# Start of Record excerpts

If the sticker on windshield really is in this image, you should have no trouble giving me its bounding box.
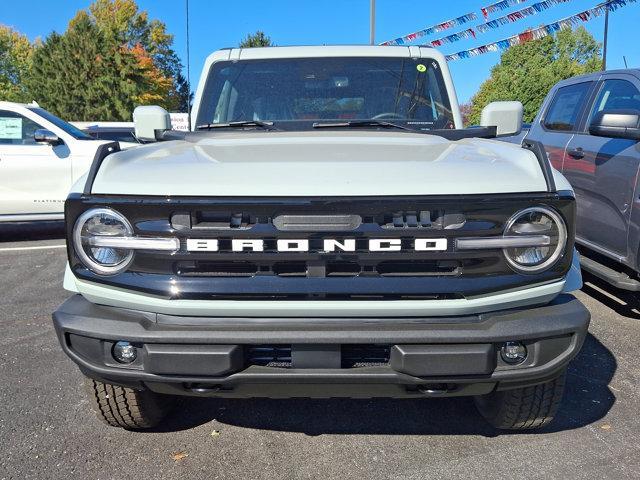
[0,117,22,140]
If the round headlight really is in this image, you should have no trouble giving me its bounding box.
[504,207,567,273]
[73,208,133,275]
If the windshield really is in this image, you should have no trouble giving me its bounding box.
[196,57,454,130]
[29,107,94,140]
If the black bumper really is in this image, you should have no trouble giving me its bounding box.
[53,295,590,397]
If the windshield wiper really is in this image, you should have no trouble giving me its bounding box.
[196,120,277,130]
[313,120,416,132]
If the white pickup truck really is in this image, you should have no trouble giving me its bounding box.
[0,102,125,222]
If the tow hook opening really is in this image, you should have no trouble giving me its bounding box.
[416,383,458,395]
[184,383,222,395]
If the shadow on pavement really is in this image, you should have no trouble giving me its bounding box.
[152,335,617,437]
[0,221,64,243]
[582,270,640,319]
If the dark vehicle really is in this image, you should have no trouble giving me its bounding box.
[525,69,640,291]
[499,123,531,145]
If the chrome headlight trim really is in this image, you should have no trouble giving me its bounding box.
[502,207,568,273]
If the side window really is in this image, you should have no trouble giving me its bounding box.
[589,79,640,122]
[0,110,42,145]
[544,82,592,132]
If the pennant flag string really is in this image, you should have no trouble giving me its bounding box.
[446,0,636,61]
[476,0,571,33]
[380,12,478,45]
[480,0,527,20]
[431,28,476,47]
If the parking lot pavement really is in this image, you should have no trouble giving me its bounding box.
[0,231,640,479]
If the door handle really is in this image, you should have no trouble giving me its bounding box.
[567,147,584,160]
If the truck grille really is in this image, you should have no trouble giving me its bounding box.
[65,193,574,300]
[245,344,391,368]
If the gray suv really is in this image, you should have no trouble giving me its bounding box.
[524,69,640,291]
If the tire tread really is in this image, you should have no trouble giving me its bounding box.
[476,372,566,430]
[85,378,172,430]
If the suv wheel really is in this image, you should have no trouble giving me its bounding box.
[85,378,173,430]
[475,370,566,430]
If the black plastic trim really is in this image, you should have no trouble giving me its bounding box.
[522,138,556,192]
[83,142,120,195]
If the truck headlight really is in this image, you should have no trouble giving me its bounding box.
[73,208,133,275]
[503,207,567,273]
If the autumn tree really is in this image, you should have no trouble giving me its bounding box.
[469,27,602,124]
[239,30,274,48]
[0,25,33,102]
[26,0,189,120]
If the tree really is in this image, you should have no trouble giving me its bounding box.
[469,27,602,124]
[239,30,275,48]
[27,11,157,120]
[0,25,33,102]
[26,0,190,120]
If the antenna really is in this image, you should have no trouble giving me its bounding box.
[369,0,376,45]
[185,0,191,131]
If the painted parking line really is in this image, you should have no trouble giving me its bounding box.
[0,244,67,252]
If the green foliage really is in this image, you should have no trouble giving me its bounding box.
[27,11,153,120]
[239,30,275,48]
[469,27,602,124]
[0,25,33,102]
[24,0,190,121]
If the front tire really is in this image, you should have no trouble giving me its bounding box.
[85,378,173,430]
[474,370,566,430]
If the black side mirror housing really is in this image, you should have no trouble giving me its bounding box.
[589,110,640,141]
[33,128,63,146]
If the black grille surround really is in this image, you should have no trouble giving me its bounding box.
[65,192,575,300]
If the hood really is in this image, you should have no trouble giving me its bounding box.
[93,131,547,197]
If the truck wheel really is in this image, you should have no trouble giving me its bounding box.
[475,370,566,430]
[85,378,173,430]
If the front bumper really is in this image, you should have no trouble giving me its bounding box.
[53,295,590,397]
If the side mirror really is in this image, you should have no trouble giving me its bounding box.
[33,128,62,146]
[133,105,171,142]
[589,110,640,141]
[480,102,524,136]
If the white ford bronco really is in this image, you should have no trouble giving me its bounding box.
[53,46,589,429]
[0,101,135,223]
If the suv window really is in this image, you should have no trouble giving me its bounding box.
[589,79,640,122]
[197,57,454,130]
[0,110,42,145]
[544,82,592,132]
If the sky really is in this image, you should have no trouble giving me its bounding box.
[0,0,640,102]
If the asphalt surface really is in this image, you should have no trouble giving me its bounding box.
[0,224,640,479]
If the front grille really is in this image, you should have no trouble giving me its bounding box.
[65,193,575,300]
[176,260,462,277]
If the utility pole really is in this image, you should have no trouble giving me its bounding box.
[185,0,191,131]
[602,1,609,71]
[369,0,376,45]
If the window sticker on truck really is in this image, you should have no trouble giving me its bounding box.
[182,238,448,253]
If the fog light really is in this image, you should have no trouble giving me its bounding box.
[500,342,527,365]
[113,341,138,363]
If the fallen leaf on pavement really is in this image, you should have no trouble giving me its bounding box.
[171,451,189,462]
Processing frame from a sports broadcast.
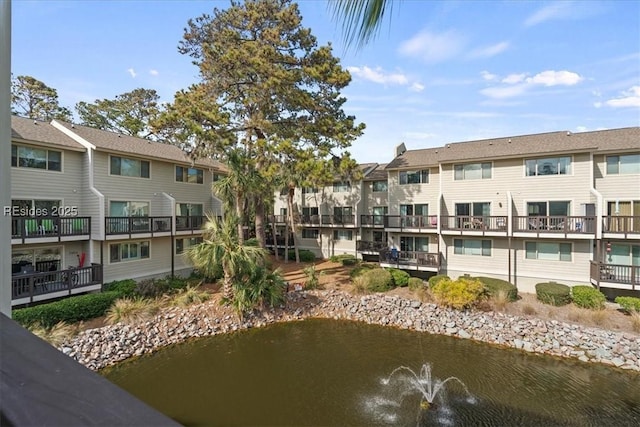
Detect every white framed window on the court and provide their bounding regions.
[453,162,491,181]
[525,242,571,261]
[607,154,640,175]
[453,239,491,256]
[333,230,353,240]
[400,169,429,185]
[11,144,62,172]
[302,228,320,239]
[109,156,150,178]
[176,166,204,184]
[371,179,389,193]
[176,237,202,255]
[109,240,151,263]
[333,181,351,193]
[524,156,571,176]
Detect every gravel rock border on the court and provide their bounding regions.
[60,290,640,372]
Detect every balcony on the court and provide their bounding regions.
[513,216,596,238]
[591,261,640,291]
[104,216,172,237]
[11,264,102,305]
[176,215,206,234]
[356,240,388,253]
[360,215,384,228]
[320,215,356,227]
[384,215,438,233]
[380,249,440,272]
[602,215,640,239]
[11,216,91,244]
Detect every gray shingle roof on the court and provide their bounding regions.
[11,116,86,151]
[53,120,226,171]
[387,127,640,169]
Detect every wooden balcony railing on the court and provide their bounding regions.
[356,240,389,252]
[591,261,640,290]
[320,215,355,225]
[176,215,206,231]
[360,215,384,228]
[602,215,640,237]
[380,249,440,268]
[11,264,102,302]
[11,216,91,242]
[384,215,438,230]
[513,216,596,234]
[104,216,172,235]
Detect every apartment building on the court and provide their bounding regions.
[9,117,224,305]
[274,127,640,294]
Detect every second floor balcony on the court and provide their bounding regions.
[11,216,91,243]
[104,216,173,236]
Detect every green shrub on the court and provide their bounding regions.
[408,277,424,291]
[472,277,518,301]
[615,297,640,313]
[431,277,486,310]
[355,268,392,292]
[11,292,122,328]
[571,286,607,310]
[387,268,411,287]
[429,274,451,288]
[536,282,571,307]
[102,279,137,297]
[289,249,316,262]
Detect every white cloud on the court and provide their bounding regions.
[527,70,582,86]
[480,71,498,82]
[469,42,509,58]
[500,74,527,85]
[605,86,640,108]
[409,82,424,92]
[398,31,465,62]
[347,65,409,85]
[524,2,573,27]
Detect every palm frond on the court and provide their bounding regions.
[329,0,393,48]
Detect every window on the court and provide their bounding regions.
[111,156,149,178]
[302,228,320,239]
[333,181,351,193]
[176,237,203,255]
[453,239,491,256]
[176,166,204,184]
[607,154,640,175]
[333,230,353,240]
[109,240,150,263]
[109,201,149,217]
[11,144,62,172]
[453,162,491,181]
[400,169,429,185]
[371,179,388,193]
[525,242,571,261]
[525,157,571,176]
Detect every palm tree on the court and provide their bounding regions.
[187,214,267,303]
[329,0,393,47]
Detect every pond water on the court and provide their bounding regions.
[102,319,640,427]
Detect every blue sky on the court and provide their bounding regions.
[11,0,640,163]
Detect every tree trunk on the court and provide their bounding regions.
[287,187,300,264]
[253,195,267,249]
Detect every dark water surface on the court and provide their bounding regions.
[102,319,640,427]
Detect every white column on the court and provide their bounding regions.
[0,0,11,317]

# End of Record excerpts

Given exercise: Please transcribe the records from the line with "Detect every apartment" up to and including the line with "[104,216,173,236]", repeating each line exactly.

Task solution:
Detect every apartment building on the court and provide their bounding regions.
[9,117,224,305]
[274,127,640,294]
Detect every second floor balcony on the court and provide their bounding regions.
[11,216,91,243]
[104,216,173,236]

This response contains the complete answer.